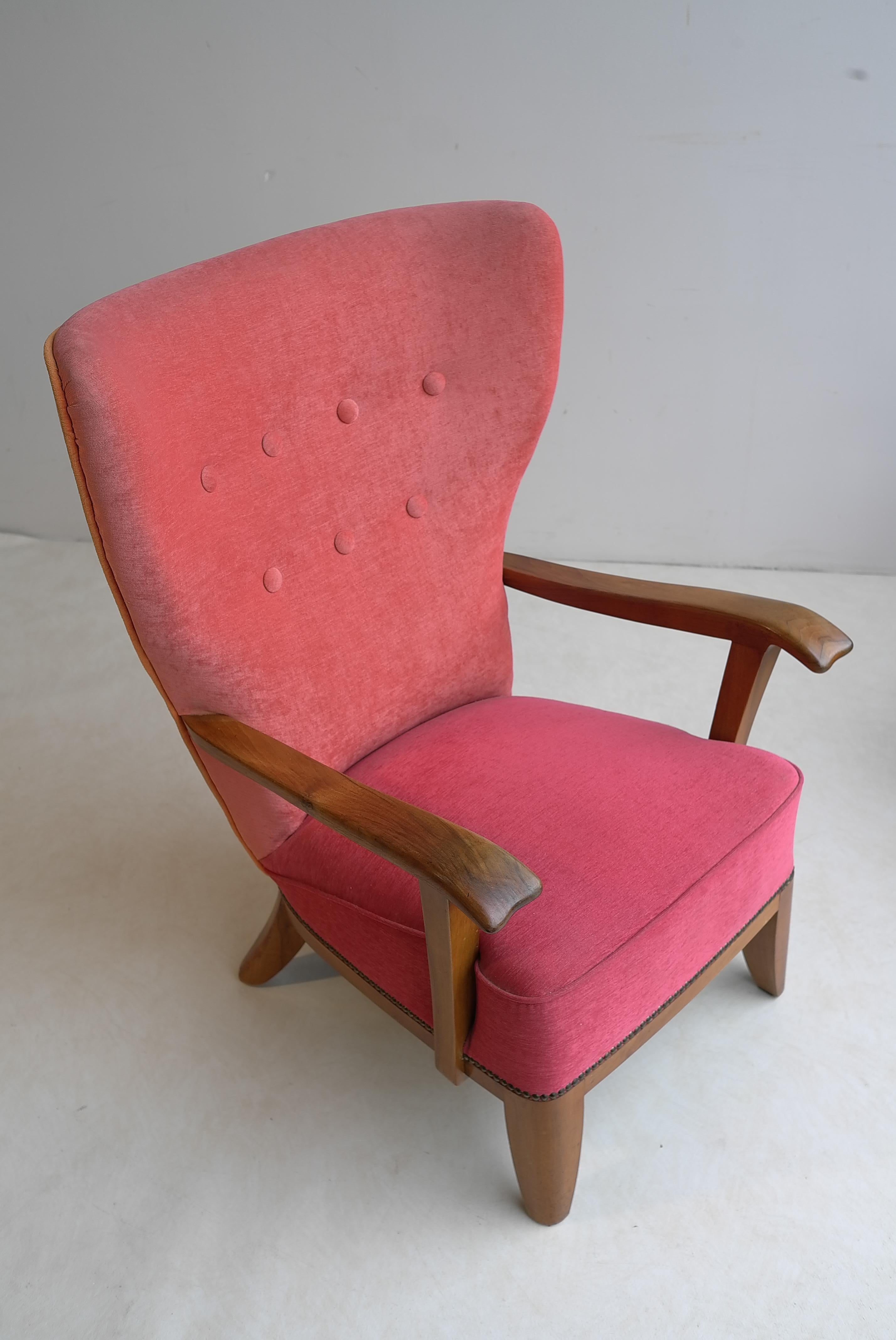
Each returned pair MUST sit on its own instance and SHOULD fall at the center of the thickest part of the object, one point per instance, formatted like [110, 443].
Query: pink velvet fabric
[233, 419]
[654, 848]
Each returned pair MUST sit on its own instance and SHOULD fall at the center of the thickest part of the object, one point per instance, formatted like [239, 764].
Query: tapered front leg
[278, 944]
[767, 954]
[546, 1144]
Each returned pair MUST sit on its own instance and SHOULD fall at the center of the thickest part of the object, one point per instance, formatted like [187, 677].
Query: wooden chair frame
[469, 885]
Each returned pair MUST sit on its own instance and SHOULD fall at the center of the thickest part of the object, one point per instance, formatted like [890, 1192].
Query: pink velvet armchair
[298, 464]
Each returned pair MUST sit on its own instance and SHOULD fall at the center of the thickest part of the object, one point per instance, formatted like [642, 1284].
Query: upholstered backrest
[302, 459]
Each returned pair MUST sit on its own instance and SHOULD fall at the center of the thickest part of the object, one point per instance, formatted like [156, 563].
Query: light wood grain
[452, 949]
[484, 881]
[748, 619]
[278, 944]
[546, 1145]
[767, 954]
[747, 676]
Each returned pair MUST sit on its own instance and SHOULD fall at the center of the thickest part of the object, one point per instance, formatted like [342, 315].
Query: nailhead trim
[543, 1098]
[548, 1098]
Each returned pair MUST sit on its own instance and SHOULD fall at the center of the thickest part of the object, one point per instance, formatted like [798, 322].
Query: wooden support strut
[452, 948]
[747, 674]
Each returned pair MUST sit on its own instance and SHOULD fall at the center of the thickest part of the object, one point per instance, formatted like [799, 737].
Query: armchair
[298, 464]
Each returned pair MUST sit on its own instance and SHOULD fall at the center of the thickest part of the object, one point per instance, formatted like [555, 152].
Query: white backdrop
[724, 178]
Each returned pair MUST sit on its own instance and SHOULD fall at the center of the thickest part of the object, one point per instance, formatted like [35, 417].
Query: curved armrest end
[748, 619]
[484, 881]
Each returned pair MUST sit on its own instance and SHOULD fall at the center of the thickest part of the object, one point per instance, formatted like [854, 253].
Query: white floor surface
[185, 1157]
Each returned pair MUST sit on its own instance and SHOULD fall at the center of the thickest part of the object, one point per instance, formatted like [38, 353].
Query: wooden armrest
[749, 621]
[484, 881]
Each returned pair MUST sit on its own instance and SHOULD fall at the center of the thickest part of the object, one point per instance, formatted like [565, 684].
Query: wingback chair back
[301, 460]
[298, 464]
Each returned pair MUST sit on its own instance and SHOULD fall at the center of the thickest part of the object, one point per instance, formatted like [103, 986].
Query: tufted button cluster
[272, 445]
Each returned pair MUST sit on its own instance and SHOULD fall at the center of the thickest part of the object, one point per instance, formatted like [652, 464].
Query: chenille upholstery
[655, 849]
[306, 536]
[299, 461]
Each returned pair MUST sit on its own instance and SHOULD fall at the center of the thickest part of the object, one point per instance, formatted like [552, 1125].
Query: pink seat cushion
[655, 850]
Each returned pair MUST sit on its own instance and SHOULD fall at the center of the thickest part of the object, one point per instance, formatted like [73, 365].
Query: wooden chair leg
[546, 1142]
[767, 954]
[278, 944]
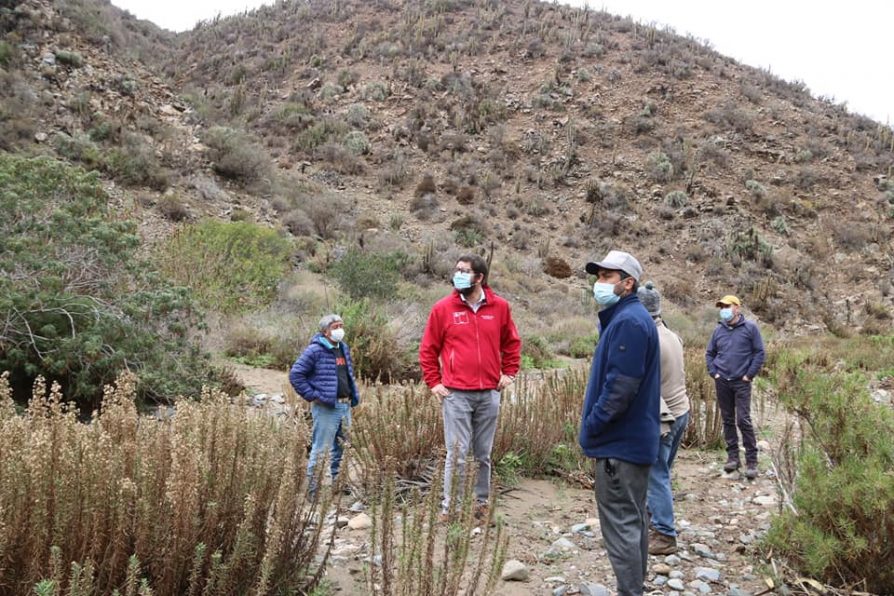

◇ ◇ ◇ ◇ ◇

* _What to work on_:
All entries must come back exactly as written, though without their pictures.

* _Your response_:
Each returned pair MUST sit on its own instance and SHOULD fall at the center of the thickest part of the object, one point per instance, formatted like [110, 443].
Query: pink velvet fabric
[233, 419]
[654, 848]
Each returned pair MUST sit on its own instance and SHOULD fall at the center of the thickest part of the object, one point per instance, formatted like [239, 764].
Query: tapered front leg
[278, 944]
[767, 954]
[546, 1144]
Each returned pair MUST sit on its own instance and SHOULD fall at the center of the thickest part of the object, one point per instance, formatted like [187, 677].
Query: wooden chair frame
[469, 885]
Each returned pair MUST sit on its own instance and SHOULD fall at the center of the thickest part of the object, one point per instance, formatted like [890, 1192].
Query: pink velvet armchair
[298, 464]
Each returned pair MUST sit on its own instance and SHOULD fall at the center of the thickest part of the object, one point per instance, formatted like [642, 1284].
Query: upholstered backrest
[302, 459]
Each returned pair MUST sit on its own instance and SHOULD fall at the center of the thickest part of the object, one point per instance, formatted like [156, 563].
Query: light wood grain
[452, 949]
[484, 881]
[748, 619]
[278, 944]
[546, 1145]
[767, 954]
[747, 676]
Each returned pair MUST sit on its own instance and SHOULD fall at the center of the thickest part of the object, one point per instance, formatted like [342, 315].
Query: nailhead trim
[543, 1098]
[548, 1098]
Each returned pair MUST sit on its own instance and SHOULD fall at the center of the thickest part of the object, one point per instance, formatted like [798, 322].
Query: wooden support strut
[452, 948]
[747, 674]
Each returned pair MUST sit on its own instance and SHOULD fall at the center of the thickest part of the object, one point per instance, formatted like [799, 737].
Query: armchair
[298, 464]
Each returned pair MUST sit on its own instance and SHOULD fall at the center of the thickest part of the object, one point per instance, formatted like [555, 152].
Query: white backdrop
[724, 178]
Each returned pair MUST sit on its own instance and SHOULD fall at the center of the thickest part of the object, one point per instance, formatted like [35, 417].
Query: curved armrest end
[748, 619]
[484, 881]
Each returned pair MUST sit on its own instance and SHOULD fall at the center of the thickest part of the object, one point per instance, formatted like [854, 253].
Query: white floor surface
[185, 1157]
Each returned pair MUST sit on its own instance and SHOULD fall at the center of the thickest part of the object, one point per instance, formatted like [38, 353].
Query: wooden armrest
[749, 621]
[484, 881]
Each returned pair MUST sit on its own instance and SHOULD fall at the center of the thickest part of the object, one point per instance, formatted like [565, 684].
Query: wingback chair back
[301, 460]
[298, 464]
Each returned pair MUST sit on its own instance and SHOULD fall at the center of the thickest part of the object, one point per instance, formatted like [103, 986].
Query: tufted button cluster
[272, 445]
Each returned pair MUST sit on its own instance and SHOULD fall at the center of the thickest part of the object, one point per instance, formatted like [652, 464].
Query: chenille upholstery
[655, 849]
[306, 536]
[299, 461]
Each returned pair MUST sit on its own instance and SHOULD fall at the center of the thickest part of the object, one point per instance, formatted like [552, 1125].
Query: pink seat cushion
[655, 850]
Each returned pair MUST sit on its own instance and SHOULD fall at the center of the thickest part of the object, one point per instance, formatted like [73, 365].
Query: wooden chair leg
[546, 1142]
[767, 954]
[278, 944]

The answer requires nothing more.